Task details ▸ From the rows below, pull out every line that contains the string "region", treating uppercase and lowercase as different.
----- Data supplied
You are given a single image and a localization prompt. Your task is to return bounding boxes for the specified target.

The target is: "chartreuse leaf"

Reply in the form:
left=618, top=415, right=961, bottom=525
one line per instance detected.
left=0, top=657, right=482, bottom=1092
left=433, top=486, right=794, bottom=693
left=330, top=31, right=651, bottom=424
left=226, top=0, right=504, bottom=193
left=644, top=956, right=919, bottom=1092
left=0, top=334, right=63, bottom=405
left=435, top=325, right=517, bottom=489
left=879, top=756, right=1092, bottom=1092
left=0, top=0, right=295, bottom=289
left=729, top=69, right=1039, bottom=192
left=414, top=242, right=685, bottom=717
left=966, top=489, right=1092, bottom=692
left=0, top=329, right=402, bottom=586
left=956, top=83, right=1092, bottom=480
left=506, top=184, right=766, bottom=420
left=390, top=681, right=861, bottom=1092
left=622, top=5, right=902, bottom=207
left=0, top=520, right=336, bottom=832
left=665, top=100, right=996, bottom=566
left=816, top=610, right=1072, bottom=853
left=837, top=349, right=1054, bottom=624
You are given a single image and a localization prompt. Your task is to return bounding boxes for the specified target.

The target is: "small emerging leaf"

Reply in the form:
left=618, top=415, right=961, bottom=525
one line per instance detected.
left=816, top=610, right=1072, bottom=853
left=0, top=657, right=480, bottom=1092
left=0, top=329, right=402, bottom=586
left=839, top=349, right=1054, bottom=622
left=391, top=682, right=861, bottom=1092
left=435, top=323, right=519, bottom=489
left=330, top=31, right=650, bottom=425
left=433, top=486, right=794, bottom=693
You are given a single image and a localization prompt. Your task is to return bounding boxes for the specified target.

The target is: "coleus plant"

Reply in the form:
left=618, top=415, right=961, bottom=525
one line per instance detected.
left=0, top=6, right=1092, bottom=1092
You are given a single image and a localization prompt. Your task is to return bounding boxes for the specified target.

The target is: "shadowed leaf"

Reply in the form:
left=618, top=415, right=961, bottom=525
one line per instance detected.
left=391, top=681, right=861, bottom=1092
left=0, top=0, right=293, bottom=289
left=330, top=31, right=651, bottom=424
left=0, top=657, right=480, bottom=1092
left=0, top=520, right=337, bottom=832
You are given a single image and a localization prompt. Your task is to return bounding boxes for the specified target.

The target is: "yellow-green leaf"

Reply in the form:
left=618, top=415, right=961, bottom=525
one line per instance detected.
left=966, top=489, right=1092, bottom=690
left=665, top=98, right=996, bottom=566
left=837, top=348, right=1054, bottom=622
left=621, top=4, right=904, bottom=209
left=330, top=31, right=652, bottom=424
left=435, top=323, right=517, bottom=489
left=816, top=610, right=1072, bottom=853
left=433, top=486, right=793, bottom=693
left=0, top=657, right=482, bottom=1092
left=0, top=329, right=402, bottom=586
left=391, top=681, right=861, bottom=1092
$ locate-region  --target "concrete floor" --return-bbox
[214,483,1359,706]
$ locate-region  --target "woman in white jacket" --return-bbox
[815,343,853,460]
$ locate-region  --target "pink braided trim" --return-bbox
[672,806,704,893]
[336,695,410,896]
----------
Task solution ▸
$ locate-region  --target "concrete floor" --return-bbox
$ locate-region  --target "woman in white jacket" --return-bbox
$ locate-region  --target "pink braided trim" --return-bbox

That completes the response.